_PROBLEMS AND TASKS_:
**1.** In the dplyr module page, who is named as the creator of the dplyr package?
**2.** Output the stretch of the dplyr module page from "Repository files navigation" through "easier to understand.".
**3.** Go on with the dplyr module page from the point where it stops.

Skip to content

info201-w17/module10-dplyr

 
 

Repository files navigation

Module 10: Introduction to DPLYR

The dplyr ("dee-ply-er") package is the preeminent tool for data wrangling in R (and perhaps, in data science more generally). It provides users with an intuitive vocabulary for executing data management and analysis tasks. Learning and utilizing this package will make your data preparation and management process faster and easier to understand.

Contents

Resources

A Grammar of Data Manipulation

Hadley Wickham, the creator of the dplyr package, fittingly refers to it as a Grammar of Data Manipulation.

This is because the package provides a set of verbs (functions) to that describe and perform common data preparation tasks. One of the core challenge in programming is mapping from questions about a dataset to specific programming operations. The presence of a data manipulation grammar makes this process smoother, as it enables us to use the same vocabulary to both ask questions and write our program. Specifically, the dplyr grammar lets us to easily talk about and perform task such as:

  • select specific features (columns) of interest from the data set
  • filter out irrelevant data and only keep observations (rows) of interest
  • mutate a data set by adding more features (columns)

Excerpts from a pointing dataset
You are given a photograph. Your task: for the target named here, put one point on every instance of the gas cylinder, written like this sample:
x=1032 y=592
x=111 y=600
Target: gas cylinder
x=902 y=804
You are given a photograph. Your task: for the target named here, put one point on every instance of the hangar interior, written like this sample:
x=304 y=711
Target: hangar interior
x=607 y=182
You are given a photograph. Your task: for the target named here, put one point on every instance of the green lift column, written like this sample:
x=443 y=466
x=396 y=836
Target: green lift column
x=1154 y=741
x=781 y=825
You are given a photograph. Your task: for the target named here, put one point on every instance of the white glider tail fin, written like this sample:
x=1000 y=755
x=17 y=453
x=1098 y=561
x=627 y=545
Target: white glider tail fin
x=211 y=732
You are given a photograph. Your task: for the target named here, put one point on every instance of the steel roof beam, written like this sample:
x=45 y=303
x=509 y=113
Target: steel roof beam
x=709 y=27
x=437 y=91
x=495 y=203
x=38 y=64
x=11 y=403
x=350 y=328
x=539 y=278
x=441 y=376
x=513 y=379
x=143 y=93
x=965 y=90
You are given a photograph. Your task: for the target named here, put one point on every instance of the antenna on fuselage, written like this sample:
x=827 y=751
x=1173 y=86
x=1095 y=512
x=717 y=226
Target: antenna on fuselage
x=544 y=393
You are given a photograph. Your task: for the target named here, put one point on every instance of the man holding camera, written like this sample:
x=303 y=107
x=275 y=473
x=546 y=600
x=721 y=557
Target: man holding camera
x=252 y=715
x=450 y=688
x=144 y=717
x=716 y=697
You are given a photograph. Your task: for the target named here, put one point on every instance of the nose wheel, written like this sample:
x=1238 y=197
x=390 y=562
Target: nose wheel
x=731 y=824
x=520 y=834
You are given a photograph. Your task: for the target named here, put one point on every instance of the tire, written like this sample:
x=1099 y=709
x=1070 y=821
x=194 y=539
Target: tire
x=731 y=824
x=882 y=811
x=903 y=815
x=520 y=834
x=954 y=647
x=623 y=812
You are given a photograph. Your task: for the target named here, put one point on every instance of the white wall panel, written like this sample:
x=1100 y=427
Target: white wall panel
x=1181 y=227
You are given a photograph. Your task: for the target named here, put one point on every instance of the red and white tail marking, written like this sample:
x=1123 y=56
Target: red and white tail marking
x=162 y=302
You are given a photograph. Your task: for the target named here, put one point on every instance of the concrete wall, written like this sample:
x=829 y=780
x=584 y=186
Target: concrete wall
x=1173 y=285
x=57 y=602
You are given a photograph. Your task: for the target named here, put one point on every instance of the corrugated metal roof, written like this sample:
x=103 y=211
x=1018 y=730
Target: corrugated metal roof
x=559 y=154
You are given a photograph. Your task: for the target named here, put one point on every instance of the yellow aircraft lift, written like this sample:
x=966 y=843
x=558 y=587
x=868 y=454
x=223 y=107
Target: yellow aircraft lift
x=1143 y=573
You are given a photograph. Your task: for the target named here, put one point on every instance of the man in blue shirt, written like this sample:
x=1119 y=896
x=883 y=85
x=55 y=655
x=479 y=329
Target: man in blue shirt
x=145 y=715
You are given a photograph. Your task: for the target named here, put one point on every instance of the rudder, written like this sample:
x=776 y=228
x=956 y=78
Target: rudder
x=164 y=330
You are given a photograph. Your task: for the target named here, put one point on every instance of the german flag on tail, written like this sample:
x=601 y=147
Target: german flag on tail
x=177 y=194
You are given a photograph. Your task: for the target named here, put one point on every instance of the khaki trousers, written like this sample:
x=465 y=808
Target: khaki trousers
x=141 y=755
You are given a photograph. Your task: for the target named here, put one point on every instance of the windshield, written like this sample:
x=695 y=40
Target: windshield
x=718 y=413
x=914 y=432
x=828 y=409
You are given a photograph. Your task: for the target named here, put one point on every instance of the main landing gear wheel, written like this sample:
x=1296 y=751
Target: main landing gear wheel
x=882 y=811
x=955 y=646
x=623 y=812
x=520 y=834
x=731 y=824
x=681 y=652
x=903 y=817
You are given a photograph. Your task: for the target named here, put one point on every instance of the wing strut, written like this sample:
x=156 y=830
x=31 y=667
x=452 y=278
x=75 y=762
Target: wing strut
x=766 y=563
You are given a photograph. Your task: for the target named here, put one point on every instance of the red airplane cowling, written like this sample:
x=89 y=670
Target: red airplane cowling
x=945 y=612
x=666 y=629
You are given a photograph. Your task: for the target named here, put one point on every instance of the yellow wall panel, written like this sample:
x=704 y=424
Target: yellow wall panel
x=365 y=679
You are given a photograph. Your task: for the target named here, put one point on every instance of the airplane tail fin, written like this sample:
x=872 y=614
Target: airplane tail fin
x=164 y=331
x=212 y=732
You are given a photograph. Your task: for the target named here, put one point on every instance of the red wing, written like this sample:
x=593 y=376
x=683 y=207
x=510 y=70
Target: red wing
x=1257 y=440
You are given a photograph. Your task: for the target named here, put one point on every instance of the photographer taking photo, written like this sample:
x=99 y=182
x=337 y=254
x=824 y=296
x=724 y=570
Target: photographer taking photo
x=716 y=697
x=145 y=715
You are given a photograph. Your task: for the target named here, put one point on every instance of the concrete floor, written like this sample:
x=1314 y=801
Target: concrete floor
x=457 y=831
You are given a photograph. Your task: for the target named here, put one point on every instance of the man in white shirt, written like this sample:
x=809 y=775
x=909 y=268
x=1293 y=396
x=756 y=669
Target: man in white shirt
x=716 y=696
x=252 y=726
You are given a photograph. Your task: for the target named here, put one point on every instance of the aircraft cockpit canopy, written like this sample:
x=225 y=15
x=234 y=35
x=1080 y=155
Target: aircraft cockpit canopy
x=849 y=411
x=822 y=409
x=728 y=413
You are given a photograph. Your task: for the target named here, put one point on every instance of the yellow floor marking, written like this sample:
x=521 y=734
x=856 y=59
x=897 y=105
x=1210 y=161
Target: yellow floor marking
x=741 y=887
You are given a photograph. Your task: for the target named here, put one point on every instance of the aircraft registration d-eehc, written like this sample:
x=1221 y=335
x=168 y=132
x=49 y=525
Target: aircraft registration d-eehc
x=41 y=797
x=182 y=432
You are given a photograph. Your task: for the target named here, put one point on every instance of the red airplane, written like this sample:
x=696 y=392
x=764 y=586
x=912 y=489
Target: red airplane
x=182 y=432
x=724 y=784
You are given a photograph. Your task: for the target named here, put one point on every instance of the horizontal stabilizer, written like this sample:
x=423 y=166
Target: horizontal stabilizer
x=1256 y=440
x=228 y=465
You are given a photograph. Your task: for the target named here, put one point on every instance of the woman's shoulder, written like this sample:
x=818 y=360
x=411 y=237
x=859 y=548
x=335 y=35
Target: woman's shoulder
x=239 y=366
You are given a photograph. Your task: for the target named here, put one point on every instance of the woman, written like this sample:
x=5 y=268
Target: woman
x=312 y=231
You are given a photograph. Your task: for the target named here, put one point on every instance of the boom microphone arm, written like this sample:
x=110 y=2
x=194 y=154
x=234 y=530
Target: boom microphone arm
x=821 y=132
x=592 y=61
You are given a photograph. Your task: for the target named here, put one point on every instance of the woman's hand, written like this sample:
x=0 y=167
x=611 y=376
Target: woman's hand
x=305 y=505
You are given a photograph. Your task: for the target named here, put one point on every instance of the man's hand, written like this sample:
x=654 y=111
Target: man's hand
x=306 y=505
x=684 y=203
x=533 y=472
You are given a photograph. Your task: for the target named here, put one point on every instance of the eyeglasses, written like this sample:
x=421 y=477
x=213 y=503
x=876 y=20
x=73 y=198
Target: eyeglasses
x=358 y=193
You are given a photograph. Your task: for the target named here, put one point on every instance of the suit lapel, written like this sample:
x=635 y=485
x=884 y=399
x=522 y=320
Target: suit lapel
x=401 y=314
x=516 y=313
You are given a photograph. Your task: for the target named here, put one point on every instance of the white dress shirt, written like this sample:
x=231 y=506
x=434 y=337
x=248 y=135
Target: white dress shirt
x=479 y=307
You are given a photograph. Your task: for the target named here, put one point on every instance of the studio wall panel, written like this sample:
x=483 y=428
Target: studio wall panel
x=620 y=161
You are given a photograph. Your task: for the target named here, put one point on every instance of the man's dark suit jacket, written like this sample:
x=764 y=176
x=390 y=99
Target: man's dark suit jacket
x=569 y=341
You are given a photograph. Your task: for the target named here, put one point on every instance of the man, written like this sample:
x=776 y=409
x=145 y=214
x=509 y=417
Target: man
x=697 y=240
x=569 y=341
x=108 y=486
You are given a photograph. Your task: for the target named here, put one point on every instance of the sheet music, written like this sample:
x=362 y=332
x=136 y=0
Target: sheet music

_RESPONSES BY TASK_:
**1.** Hadley Wickham

**2.**
Repository files navigation

Module 10: Introduction to DPLYR

The dplyr ("dee-ply-er") package is the preeminent tool for data wrangling in R (and perhaps, in data science more generally). It provides users with an intuitive vocabulary for executing data management and analysis tasks. Learning and utilizing this package will make your data preparation and management process faster and easier to understand.

**3.**
  • arrange the observations (rows) in a particular order
  • summarize the data in terms of aspects such as the mean, median, or maximum
  • find distinct observations (rows) in the data set
  • join multiple data sets together into a single data frame

You can use these words when describing the algorithm or process for interrogating data, and then use dplyr to write code that will closely follow your "plain language" description because it uses functions and procedures that share the same language. Indeed, many real-world questions about a dataset come down to isolating specific rows/columns of the data set as the "elements of interest", and then performing a simple comparison or computation (mean, count, max, etc.). While it is possible to perform this computation with base R code—the dplyr library makes it much easier to write and read such code.

To practice asking questions about datasets using these questions but without dplyr, see exercise-1.

Using dplyr Functions

The dplyr package provides functions that mirror the above verbs. Using this package's functions will allow you to quickly and effectively write code to ask questions of your data set.

Since dplyr is an external package, you will need to install it (once per machine) and load it to make the functions available:

install.packages("dplyr")  # once per machine
library("dplyr")

After loading the library, you can call any of the functions just as if they were the built-in functions you've come to know and love.

For each dplyr function discussed here, the first argument to the function is a data frame to manipulate, with the rest of the arguments providing more details about the manipulation.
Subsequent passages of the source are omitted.